▶ _Stated problem 1_: In the weekly article roundup, which country is described as considering buying stocks to prop up its stock market?

Saturday, March 14, 2009 0 comments

Articles for the week of Friday the 13th

We had a huge rally this week but my concern has always been whether any raly will be sustainable. Here are some articles you may find insightful...


  • Using trough P/E and trough earnings to figure out the bottom is wrong (The Peridot Capitalist): Chad Brand of Peridot Capital Management points out a mistake made by many. When trying to figure out a rough bottom for the market, one should not use a trough P/E along with trough earnings. Using peak earnings multiplied by trough P/E seems like the appropriate method. (Recommended)
  • A methodology for fundamental analysis (Old School Value): Jae Jun, who is a bottom-up value investor, goes through his methodology for analyzing potential investments. I always like reading everyone's methods because I pick up little bits from each person. I don't think there is one right method; everyone should develop a method that suits them. I think the details depend on the individual and the investing strategy utilized. I quickly notice some big differences between a bottom-up investor like Jae Jun and more a macro-oriented one like me. Ignoring special situations/distressed situations/contrarian situations/etc, I rule out anything if it doesn't fit my macro outlook. For instance, I am bearish on oil&gas so I don't even look at those companies even though a bottom-up investor can probably find some really undervalued ones that will do well even if oil drops to $30. Similarly, I'm bearish on China/India/etc so I don't look at any companies from those places. There are others who have more of a trader mentality and don't buy stocks if they don't fit certain technical analysis patterns (I don't follow tech analysis at all.) I am still trying to develop some process that suits me. As I have mentioned before, I have changed over the years.
  • Japan considers propping up the stock market (BusinessWeek): Japan is thinking of buying stocks in order to prop up their stock market and, indirectly, improve their bank balance sheets, among other things. It's one thing to bail out a failing institution but it's another to try bailing out the whole market by trying to distort the price recovery mechanism of a market. Really dumb, totally anti-free-market, and will accomplish little (I will note that it will probably end up being profitable given current valuations but the question is whether the government should be acting like a hedge fund.)
  • Will China Rebound? (The Atlantic): An insider's look at the situation China is facing presently. It's a good article that looks at China from multiple angles. China has huge potential and stars have aligned in its favour. Yet, I have remained bearish because of potential political problems.
  • The blow-up of CLOs (collateralized loan obligations) (Bloomberg): It's amazing how brutal this bear market has been. During the initial stages of the market correction, I recall reading some articles that suggested that CLOs should do well since they are loans that are slightly higher up on the capital structure. So far, there has been over a trillion in losses on CLOs, including a case the article mentions of Blackstone writing off billions of loans it bought from Deutche Bank an year ago. Think about this: a group of experts who have been in business for many years losing billions with a purchase they made only an year ago.
  • Bull vs Superbear (Gary Shilling) - Part I (consumer), Part II (general market), Part III (China and emerging markets) (Forbes): Forbes covers a debate between superbear Gary Shilling and DWS strategist Robert Froehlich. Gary Shilling is one of the most bearish investors you will encounter and you can get an idea of his extreme bearishness with his 2009 forecast (thanks to Silicon Alley Insider.) Gary Shilling had been bearish for so long and been wrong for very long but he nailed everything last year. I hate the Forbes website (bad layout, too many ads, etc) and I'm not sure if I'm missing any of the articles but there seem to be three so far.

▶ _Information given_:
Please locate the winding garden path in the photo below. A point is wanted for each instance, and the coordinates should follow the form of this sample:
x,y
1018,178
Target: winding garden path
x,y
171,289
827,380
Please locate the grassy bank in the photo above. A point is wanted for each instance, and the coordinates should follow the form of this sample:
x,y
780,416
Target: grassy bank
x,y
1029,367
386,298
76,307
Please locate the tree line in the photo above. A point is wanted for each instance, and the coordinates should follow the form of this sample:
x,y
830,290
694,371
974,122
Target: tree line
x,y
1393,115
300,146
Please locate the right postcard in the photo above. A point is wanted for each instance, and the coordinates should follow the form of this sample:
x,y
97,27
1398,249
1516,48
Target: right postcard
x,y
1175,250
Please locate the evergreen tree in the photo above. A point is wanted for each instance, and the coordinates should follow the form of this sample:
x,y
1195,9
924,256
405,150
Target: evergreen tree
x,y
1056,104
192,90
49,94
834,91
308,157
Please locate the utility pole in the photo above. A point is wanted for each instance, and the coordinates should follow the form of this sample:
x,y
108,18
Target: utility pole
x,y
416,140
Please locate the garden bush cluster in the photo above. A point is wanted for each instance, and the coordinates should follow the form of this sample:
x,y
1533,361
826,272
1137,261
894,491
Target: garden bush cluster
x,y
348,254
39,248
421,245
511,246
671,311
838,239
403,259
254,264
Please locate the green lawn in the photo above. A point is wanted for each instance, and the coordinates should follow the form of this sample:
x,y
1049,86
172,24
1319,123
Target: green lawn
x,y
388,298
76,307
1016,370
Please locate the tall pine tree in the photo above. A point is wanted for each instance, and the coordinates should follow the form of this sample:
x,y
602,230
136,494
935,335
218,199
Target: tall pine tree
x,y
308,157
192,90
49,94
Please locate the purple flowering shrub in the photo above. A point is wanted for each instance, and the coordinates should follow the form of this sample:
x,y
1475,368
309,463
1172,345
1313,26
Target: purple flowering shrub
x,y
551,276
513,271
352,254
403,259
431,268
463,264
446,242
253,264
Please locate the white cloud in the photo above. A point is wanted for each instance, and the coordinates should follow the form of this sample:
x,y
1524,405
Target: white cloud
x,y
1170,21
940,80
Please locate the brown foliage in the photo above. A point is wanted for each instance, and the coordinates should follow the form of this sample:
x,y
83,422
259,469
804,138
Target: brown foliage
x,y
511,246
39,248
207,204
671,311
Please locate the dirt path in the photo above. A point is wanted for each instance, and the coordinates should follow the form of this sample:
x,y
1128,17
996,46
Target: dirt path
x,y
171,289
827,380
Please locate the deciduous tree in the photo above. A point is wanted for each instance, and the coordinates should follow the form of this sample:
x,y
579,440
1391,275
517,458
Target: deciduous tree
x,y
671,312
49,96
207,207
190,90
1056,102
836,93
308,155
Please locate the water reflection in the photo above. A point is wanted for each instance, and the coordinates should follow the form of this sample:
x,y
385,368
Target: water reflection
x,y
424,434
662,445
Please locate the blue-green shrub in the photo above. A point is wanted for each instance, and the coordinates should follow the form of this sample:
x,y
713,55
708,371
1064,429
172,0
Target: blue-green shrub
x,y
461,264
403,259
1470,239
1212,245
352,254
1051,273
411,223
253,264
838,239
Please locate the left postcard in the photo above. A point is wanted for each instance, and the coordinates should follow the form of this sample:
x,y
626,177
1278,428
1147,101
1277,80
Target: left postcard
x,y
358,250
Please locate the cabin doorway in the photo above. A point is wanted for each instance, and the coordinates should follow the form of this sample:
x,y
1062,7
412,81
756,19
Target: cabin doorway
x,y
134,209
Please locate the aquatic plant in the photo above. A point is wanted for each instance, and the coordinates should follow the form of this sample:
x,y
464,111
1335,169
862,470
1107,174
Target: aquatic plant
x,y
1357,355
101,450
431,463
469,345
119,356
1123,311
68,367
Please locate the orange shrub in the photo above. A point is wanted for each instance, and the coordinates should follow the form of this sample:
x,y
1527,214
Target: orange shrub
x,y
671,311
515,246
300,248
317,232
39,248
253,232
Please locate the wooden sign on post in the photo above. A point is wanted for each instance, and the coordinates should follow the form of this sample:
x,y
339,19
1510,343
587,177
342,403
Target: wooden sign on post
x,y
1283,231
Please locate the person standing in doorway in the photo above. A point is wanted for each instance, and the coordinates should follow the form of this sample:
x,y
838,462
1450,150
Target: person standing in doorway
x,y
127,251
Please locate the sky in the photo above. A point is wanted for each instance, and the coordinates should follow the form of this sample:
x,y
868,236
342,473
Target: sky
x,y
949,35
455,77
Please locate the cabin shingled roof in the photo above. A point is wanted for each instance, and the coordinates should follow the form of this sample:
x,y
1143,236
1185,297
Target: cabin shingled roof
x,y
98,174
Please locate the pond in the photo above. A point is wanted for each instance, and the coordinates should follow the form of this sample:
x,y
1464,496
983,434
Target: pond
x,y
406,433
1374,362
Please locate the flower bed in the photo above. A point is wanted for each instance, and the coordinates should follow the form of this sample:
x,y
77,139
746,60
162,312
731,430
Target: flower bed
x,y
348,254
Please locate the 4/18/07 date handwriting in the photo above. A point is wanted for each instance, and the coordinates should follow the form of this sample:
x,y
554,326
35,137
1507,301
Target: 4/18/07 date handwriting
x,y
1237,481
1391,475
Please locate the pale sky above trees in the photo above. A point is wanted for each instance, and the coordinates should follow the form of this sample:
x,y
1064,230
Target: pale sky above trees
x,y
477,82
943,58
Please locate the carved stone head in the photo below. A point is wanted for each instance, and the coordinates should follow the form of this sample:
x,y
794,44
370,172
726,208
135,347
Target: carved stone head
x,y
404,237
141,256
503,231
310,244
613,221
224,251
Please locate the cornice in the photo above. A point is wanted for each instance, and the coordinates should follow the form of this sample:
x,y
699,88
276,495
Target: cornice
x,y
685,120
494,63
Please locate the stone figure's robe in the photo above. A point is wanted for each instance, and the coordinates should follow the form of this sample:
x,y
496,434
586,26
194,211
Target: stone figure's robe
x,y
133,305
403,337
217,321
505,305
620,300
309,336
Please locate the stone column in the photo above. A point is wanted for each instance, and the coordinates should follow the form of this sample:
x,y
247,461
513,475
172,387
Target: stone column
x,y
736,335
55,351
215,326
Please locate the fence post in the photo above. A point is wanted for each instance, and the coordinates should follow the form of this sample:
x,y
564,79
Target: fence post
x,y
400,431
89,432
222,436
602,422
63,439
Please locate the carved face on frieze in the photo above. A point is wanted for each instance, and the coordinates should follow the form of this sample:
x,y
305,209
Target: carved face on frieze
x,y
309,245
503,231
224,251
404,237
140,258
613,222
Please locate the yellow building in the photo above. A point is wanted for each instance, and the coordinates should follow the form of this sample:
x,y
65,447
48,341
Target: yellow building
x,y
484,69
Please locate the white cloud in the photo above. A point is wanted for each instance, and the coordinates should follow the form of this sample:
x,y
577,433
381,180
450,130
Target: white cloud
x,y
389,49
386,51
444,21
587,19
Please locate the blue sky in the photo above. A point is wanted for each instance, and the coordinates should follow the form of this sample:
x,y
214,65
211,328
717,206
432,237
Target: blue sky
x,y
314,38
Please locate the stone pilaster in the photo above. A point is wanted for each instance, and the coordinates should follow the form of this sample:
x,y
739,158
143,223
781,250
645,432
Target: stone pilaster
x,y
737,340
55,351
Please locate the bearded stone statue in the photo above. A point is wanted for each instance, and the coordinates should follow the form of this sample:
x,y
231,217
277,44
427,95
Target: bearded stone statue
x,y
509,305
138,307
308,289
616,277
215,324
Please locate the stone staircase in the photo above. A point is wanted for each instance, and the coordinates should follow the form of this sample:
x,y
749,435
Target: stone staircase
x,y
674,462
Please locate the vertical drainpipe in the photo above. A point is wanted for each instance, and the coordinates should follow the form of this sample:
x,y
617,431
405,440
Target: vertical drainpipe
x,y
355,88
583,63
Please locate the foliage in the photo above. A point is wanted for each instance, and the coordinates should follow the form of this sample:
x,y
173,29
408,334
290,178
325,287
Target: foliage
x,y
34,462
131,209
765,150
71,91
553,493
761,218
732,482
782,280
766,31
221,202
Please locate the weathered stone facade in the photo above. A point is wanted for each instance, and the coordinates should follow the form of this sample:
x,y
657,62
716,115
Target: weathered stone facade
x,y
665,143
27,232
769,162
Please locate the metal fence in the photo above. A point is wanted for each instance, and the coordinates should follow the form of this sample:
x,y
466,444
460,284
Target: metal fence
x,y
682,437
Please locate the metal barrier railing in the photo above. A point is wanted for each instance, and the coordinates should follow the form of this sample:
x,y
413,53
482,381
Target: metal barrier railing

▶ _Stated problem 2_: Which lines in the records contain the word "doorway"? Copy each of them, treating case as significant.

▶ _Written solution 1_: Japan

▶ _Written solution 2_:
Please locate the cabin doorway in the photo above. A point is wanted for each instance, and the coordinates should follow the form of this sample:
Target: cabin doorway
Please locate the person standing in doorway in the photo above. A point is wanted for each instance, and the coordinates should follow the form of this sample:
Target: person standing in doorway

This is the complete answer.